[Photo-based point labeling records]

=-=-=-=-=

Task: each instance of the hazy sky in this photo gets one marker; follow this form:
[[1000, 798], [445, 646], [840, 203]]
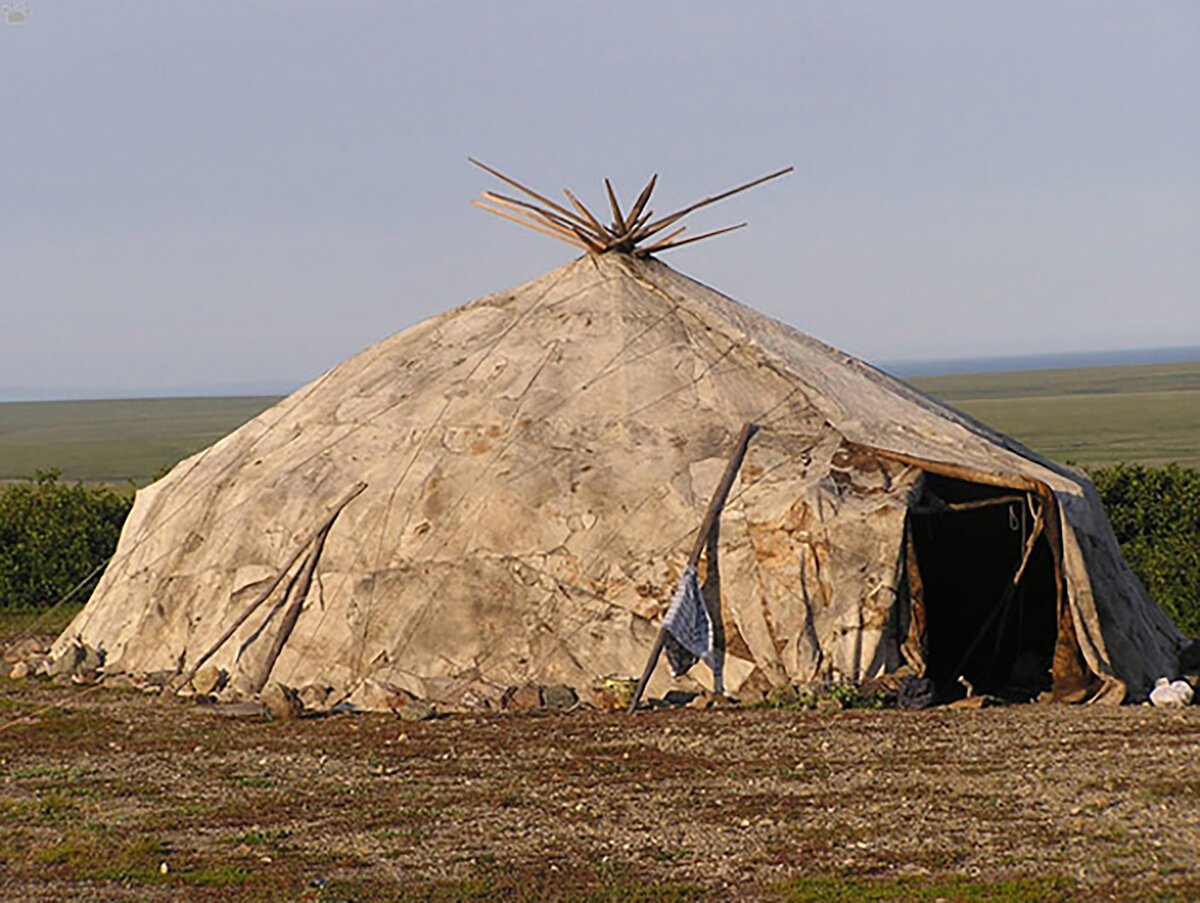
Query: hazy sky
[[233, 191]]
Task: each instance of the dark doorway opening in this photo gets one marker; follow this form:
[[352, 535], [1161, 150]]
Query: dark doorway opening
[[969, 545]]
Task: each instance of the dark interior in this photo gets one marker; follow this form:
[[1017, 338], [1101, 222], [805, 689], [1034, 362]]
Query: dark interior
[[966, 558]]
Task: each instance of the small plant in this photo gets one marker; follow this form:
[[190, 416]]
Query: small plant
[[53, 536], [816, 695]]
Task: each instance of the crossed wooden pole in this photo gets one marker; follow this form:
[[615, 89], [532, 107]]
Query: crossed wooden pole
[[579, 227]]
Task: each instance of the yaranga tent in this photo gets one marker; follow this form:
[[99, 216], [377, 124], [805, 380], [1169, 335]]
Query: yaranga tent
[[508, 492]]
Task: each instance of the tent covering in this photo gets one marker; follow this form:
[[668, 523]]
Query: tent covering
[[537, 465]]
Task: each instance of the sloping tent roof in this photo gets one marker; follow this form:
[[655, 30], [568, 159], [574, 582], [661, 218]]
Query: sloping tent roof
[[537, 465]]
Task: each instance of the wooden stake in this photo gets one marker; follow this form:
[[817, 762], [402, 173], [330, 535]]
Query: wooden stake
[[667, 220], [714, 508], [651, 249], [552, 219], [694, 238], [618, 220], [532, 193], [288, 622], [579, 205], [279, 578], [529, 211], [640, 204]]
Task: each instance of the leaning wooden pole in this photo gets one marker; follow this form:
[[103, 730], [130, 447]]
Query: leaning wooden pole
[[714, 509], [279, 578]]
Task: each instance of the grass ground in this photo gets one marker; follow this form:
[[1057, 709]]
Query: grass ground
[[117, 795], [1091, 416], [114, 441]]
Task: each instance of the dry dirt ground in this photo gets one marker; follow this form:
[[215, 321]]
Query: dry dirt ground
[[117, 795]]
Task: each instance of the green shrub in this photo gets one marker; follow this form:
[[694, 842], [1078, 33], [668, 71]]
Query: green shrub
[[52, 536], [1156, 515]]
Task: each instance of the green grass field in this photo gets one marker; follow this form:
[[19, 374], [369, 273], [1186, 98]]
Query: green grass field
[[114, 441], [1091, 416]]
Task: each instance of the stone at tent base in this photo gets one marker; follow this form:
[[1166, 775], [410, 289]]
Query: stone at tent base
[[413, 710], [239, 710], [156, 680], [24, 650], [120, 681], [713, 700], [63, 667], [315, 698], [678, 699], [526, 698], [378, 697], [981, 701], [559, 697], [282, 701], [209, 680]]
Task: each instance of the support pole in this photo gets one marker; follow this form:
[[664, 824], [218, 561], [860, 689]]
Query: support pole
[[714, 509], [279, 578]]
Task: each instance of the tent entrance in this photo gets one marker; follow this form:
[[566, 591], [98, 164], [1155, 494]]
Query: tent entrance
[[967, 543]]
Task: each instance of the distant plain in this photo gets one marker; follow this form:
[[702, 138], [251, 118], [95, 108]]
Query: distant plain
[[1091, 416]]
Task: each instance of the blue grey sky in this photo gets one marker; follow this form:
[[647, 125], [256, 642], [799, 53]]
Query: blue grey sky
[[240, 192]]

=-=-=-=-=

### [TASK REQUIREMENTS]
Retype every one of the records above verbatim, from the first to the last, leaving out the pictures.

### [SOLUTION TO THIS TASK]
Task: each instance of the hazy sky in this photo gets one marker; follow this form:
[[1000, 798], [445, 646], [840, 203]]
Query: hazy sky
[[233, 191]]
Task: each instance of the dark doorway opening in this photo gets one marker; follow this form:
[[352, 535], [1161, 150]]
Query: dark doorway opening
[[969, 545]]
Task: each instance of the dark interior in this photo gets one marker; follow this form:
[[1017, 338], [1101, 222], [805, 689], [1034, 362]]
Query: dark interior
[[966, 558]]
Task: each instance of the small plant in this photo gets one marker; follow this form:
[[190, 416]]
Query: small plant
[[53, 536], [816, 695]]
Task: each instance of the crossed wooden pole in this photo gets one marker; follow this form:
[[615, 89], [532, 107]]
Query: crossed wooden pole
[[579, 227]]
Task: each instance of the yaranga tent in this photo gets one marker; follow this form:
[[99, 216], [377, 124], [805, 380], [1169, 335]]
Query: yaranga tent
[[508, 492]]
Task: each instance of the tent covering in this photo gets one marker; follow this form:
[[668, 523]]
Query: tent covering
[[537, 465]]
Task: each instance of the sloping tent roof in this photo gets one marker; follow this form:
[[655, 30], [568, 159], [574, 582], [661, 218]]
Query: sloping tent roof
[[537, 465]]
Task: each instance of the wooden stake in this photo gets one marker; follow this form:
[[817, 762], [402, 173], [330, 535]]
Query: wooden stake
[[667, 220], [714, 508], [651, 249], [552, 219], [694, 238], [618, 220], [532, 193], [288, 622], [579, 205], [279, 578], [529, 211], [640, 204]]
Task: each instance of the leaning wooden pole in this photo gets one marker; follow this form:
[[103, 730], [130, 447]]
Query: leaning wooden pole
[[714, 509], [279, 578]]
Task: each instance of the grass ground in this photo gets one marker; follow this form:
[[1057, 709]]
Query: grass ground
[[117, 795], [1091, 416], [114, 441]]
Task: each instance of the dry dirt ground in this photo gets one marker; follow this form:
[[215, 321]]
Query: dry dirt ground
[[117, 795]]
Task: each instance of the green shrub in this photo gets one marker; follow this form:
[[694, 842], [1078, 33], [668, 71]]
Query: green shrub
[[52, 536], [1156, 515]]
Task: each instance of the green grass field in this photo gets one marker; follow this form:
[[19, 374], [369, 273], [1186, 98]]
Query: green grass field
[[114, 441], [1091, 416]]
Task: each instance of the stone at tent base in this photo gets one marker; follow this form:
[[1166, 775], [410, 289]]
Query: stone at tent base
[[413, 710], [239, 710], [156, 680], [24, 650], [120, 681], [713, 700], [63, 667], [315, 698], [678, 699], [526, 698], [378, 697], [981, 701], [559, 697], [282, 701], [209, 680]]
Task: each instance of the support pole in this photo gets one marker; follow this form:
[[664, 824], [218, 561], [860, 689]]
Query: support pole
[[714, 509], [279, 578]]
Task: each instance of the tent entrance in this photo gets one marker; follow this form:
[[566, 591], [98, 164], [1155, 494]]
Query: tent entrance
[[967, 543]]
Task: each instance of the distant plain in this photo gets one marker; follow this form:
[[702, 138], [251, 118], [95, 108]]
Query: distant plain
[[1091, 416]]
Task: each instance of the blue grey sky in this photo gets one marker; follow this form:
[[647, 125], [256, 642], [799, 53]]
Query: blue grey sky
[[240, 192]]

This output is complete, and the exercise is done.